> **THE TASK**:
Set out the lines below as a numbered list, skipping any blank lines.

> **SUPPLIED MATERIAL**:
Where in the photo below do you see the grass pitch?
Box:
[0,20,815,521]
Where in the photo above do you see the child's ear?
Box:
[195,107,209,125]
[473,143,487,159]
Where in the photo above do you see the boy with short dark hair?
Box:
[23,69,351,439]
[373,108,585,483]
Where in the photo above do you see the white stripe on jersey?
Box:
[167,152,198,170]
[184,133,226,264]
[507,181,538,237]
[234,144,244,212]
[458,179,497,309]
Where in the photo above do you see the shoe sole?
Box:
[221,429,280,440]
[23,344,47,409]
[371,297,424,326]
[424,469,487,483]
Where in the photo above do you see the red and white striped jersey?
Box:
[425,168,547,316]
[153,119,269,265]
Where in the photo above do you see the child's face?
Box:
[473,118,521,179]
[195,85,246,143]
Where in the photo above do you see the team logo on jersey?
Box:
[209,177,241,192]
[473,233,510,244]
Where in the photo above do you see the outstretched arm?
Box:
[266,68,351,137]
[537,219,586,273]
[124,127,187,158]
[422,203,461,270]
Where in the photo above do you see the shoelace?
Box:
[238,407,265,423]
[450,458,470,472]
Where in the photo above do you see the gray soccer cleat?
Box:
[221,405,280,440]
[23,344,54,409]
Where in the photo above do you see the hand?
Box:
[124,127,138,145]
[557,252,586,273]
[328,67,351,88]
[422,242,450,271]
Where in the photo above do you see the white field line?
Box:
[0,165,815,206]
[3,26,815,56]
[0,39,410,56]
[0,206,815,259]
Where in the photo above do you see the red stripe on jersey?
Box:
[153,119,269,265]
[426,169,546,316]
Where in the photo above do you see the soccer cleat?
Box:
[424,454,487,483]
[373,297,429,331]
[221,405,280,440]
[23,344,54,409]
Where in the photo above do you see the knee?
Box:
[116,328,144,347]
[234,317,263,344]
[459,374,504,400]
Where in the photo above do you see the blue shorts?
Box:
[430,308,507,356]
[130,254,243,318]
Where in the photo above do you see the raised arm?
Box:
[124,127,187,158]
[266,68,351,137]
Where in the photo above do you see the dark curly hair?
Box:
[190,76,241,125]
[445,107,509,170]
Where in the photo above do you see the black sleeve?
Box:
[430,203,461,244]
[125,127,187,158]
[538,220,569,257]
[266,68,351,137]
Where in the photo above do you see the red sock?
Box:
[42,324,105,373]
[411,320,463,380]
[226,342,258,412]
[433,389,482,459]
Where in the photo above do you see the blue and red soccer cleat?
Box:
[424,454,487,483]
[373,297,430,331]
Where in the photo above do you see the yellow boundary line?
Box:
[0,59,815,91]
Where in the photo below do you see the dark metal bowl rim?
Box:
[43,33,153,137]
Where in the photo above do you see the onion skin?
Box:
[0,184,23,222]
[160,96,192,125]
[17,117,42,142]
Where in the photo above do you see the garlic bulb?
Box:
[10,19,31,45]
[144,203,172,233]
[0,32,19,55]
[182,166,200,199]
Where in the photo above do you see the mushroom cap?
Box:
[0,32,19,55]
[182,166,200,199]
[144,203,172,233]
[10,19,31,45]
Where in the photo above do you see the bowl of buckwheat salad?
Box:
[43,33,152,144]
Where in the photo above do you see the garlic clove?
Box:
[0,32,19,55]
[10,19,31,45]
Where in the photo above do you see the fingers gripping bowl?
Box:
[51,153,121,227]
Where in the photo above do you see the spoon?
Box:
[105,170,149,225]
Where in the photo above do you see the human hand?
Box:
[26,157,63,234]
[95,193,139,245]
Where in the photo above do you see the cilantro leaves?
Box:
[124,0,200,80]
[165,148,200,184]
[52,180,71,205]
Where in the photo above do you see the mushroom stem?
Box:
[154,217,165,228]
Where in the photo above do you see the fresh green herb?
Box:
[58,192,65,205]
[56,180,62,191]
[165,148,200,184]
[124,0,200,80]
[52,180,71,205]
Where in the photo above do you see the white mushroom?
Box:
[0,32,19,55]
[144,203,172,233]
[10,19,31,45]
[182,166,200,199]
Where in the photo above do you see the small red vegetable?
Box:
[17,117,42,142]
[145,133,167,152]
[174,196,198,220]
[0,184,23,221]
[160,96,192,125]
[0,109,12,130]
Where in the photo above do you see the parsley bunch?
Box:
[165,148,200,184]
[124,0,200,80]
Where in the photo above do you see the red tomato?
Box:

> **SOLUTION**:
1. Where in the photo below do you see the grass pitch?
2. Box:
3. [0,20,815,521]
4. Where in the photo above do you see the child's ear?
5. Box:
6. [195,107,209,125]
7. [473,143,487,159]
8. Where in the photo above do you see the boy with short dark hair?
9. Box:
10. [23,69,351,439]
11. [373,108,585,483]
12. Where in the photo above do you see the white stripe on jersey?
13. Box:
14. [167,152,198,170]
15. [184,133,226,264]
16. [507,181,538,237]
17. [234,144,244,212]
18. [458,179,497,309]
19. Where in the photo above do you see the shoe sole?
20. Box:
21. [221,429,280,440]
22. [23,344,47,409]
23. [371,297,424,326]
24. [424,469,487,483]
25. Where in the photo above do you see the red and white striped jersey?
26. Box:
27. [425,168,547,316]
28. [153,119,269,265]
29. Where in the photo above do you see the child's face?
30. Box:
31. [473,118,521,179]
32. [195,85,246,143]
33. Where in the photo above do you see the team logo on jersey?
34. Box:
35. [209,177,241,192]
36. [473,233,510,244]
37. Where in the photo above do you see the outstretched arm?
38. Box:
39. [266,68,351,137]
40. [537,219,586,273]
41. [124,127,187,158]
42. [422,203,461,270]
43. Where in the photo above do you see the shoelace?
44. Box:
45. [238,407,265,423]
46. [450,458,470,472]
47. Where in the photo above do you see the gray soccer cleat?
48. Box:
49. [221,405,280,440]
50. [23,344,54,409]
51. Where in the photo above do you see the hand?
52. Box:
53. [124,127,138,145]
54. [557,252,586,273]
55. [328,67,351,88]
56. [422,242,450,271]
57. Where in the photo above do you see the white field line?
58. Box:
59. [0,165,815,206]
60. [3,26,815,56]
61. [0,39,410,56]
62. [0,206,815,259]
63. Where in the photo above do you see the red stripe on jersey?
64. Box:
65. [153,119,269,265]
66. [426,169,546,316]
67. Where in the photo above do you see the soccer cleat?
68. Box:
69. [424,454,487,483]
70. [373,297,429,331]
71. [221,405,280,440]
72. [23,344,54,409]
73. Where in the photo above do you see the knee?
74. Box:
75. [116,328,144,347]
76. [234,317,263,344]
77. [459,374,504,400]
78. Where in the photo above do you see the blue shorts?
79. Box:
80. [430,308,507,356]
81. [130,254,243,318]
82. Where in the photo above do you see the raised arm?
83. Box:
84. [124,127,187,158]
85. [266,68,351,137]
86. Where in the photo above do you see the dark curly hair?
87. Box:
88. [190,76,241,125]
89. [445,107,509,170]
90. Where in the photo above do you see the black sleeve?
91. Box:
92. [430,203,461,244]
93. [125,127,187,158]
94. [538,220,569,257]
95. [266,68,351,137]
96. Where in the photo above do you see the red sock?
97. Box:
98. [42,324,105,373]
99. [411,320,463,380]
100. [226,342,258,412]
101. [433,389,482,459]
102. Where in the photo above do you see the blue and red soccer cleat?
103. Box:
104. [424,454,487,483]
105. [373,297,430,331]
106. Where in the photo above do you see the yellow boundary line?
107. Box:
108. [0,59,815,91]
109. Where in the photo below do you see the dark metal bowl rim?
110. Box:
111. [43,33,153,137]
112. Where in the photo above do you see the onion skin?
113. Box:
114. [0,184,23,222]
115. [160,96,192,125]
116. [17,117,42,142]
117. Where in the photo above do you see the garlic bulb?
118. Box:
119. [10,19,31,45]
120. [144,203,172,233]
121. [0,32,19,55]
122. [182,166,200,199]
123. Where in the photo above do you see the mushroom cap?
124. Box:
125. [0,32,19,55]
126. [182,166,200,199]
127. [144,203,172,233]
128. [10,19,31,45]
129. Where in the photo above do you see the bowl of buckwheat salad?
130. Box:
131. [43,33,152,144]
132. Where in the photo above do you see the garlic clove?
133. Box:
134. [0,32,19,55]
135. [10,19,31,45]
136. Where in the photo above do you see the fingers gripping bowl?
137. Box:
138. [51,153,121,227]
139. Where in the photo above do you see the spoon?
140. Box:
141. [105,170,149,225]
142. Where in the photo above do you see the human hand?
143. Box:
144. [26,157,63,234]
145. [95,193,139,245]
146. Where in the photo above do you see the cilantro leaves?
147. Box:
148. [124,0,200,80]
149. [165,148,200,184]
150. [52,180,71,205]
151. Where in the photo above do you see the mushroom stem?
152. Box:
153. [154,217,165,228]
154. Where in the photo above do you see the fresh green herb?
155. Box:
156. [58,192,65,205]
157. [56,180,62,191]
158. [165,148,200,184]
159. [124,0,200,80]
160. [52,180,71,205]
161. Where in the photo above do you see the white mushroom?
162. Box:
163. [0,32,19,55]
164. [144,203,172,233]
165. [10,19,31,45]
166. [182,166,200,199]
167. Where in the photo above do you see the small red vegetable?
168. Box:
169. [17,117,42,142]
170. [145,133,167,152]
171. [174,196,198,220]
172. [0,184,23,221]
173. [160,96,192,125]
174. [0,109,12,130]
175. Where in the photo above do you see the parsley bunch?
176. Box:
177. [165,148,200,184]
178. [124,0,200,80]
179. Where in the photo above do you see the red tomato?
180. Box:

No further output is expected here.